* Begin Data entries *

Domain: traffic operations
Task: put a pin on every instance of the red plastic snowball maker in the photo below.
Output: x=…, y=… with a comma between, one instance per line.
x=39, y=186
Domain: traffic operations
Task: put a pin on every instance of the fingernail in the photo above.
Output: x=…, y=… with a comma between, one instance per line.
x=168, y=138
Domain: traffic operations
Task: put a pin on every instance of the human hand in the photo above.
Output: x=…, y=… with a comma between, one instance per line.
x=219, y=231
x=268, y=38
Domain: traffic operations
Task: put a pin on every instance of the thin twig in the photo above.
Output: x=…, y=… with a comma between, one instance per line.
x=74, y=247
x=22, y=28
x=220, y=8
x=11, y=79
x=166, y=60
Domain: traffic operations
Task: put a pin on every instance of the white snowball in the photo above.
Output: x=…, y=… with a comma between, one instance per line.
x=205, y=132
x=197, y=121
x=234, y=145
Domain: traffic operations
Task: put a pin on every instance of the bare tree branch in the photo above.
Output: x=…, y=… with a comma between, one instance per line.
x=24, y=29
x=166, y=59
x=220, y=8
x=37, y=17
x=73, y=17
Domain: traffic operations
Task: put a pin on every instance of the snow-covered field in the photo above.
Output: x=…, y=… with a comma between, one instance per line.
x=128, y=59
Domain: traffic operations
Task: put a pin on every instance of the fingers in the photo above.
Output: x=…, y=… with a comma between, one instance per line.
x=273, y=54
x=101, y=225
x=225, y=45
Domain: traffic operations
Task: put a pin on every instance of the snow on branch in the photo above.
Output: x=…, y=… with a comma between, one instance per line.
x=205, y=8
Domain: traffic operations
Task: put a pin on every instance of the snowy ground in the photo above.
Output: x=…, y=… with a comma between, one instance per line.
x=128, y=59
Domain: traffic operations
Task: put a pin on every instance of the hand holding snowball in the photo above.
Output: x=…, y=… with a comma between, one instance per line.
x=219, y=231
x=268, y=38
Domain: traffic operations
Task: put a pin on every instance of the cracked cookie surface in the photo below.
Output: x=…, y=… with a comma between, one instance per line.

* End Data entries *
* Begin Data entries *

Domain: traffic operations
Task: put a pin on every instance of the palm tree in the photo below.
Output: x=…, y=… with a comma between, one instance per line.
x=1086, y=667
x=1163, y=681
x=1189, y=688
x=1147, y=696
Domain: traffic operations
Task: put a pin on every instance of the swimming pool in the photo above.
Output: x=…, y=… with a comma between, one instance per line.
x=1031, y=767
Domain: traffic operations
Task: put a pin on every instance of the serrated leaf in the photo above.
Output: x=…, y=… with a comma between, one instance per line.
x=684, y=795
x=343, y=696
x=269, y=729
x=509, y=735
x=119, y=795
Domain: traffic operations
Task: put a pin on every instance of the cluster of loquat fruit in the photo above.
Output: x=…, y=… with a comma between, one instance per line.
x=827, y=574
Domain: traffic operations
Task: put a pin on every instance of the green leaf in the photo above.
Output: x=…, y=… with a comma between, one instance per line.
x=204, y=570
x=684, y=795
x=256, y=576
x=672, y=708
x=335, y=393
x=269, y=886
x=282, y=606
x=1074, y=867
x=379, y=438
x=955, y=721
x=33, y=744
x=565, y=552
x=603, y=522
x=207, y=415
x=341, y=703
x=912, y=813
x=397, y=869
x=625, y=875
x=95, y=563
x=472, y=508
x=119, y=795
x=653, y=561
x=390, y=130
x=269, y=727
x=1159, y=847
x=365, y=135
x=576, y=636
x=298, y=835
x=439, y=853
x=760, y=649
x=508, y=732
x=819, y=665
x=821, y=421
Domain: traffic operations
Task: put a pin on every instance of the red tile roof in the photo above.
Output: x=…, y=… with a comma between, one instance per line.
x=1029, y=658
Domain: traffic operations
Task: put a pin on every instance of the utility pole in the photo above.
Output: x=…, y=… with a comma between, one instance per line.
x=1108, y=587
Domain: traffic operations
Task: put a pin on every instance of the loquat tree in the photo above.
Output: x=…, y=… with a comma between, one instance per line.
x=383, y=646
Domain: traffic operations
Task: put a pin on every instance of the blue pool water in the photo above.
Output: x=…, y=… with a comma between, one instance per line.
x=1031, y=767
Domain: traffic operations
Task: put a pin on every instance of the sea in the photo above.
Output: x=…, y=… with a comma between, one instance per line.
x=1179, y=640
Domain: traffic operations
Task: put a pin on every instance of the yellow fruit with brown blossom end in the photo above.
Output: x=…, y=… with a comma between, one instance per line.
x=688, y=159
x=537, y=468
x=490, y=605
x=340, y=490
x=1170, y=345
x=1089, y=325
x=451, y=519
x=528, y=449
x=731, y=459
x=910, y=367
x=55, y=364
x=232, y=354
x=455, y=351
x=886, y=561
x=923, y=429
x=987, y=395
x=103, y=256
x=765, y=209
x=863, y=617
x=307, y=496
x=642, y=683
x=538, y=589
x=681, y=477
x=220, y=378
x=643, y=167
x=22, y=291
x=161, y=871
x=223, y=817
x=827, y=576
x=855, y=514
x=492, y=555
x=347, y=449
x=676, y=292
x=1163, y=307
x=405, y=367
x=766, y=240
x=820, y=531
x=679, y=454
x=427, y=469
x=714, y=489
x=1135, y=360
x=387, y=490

* End Data entries *

* Short problem: Display every line of the records above that contains the word "tree". Letter case matters.

* Written solution:
Task: put a pin on every instance of the bare tree branch in the photo above.
Task: put a pin on every instance of the palm tree in the photo below.
Task: put a pin on every instance of the loquat tree in the photo above.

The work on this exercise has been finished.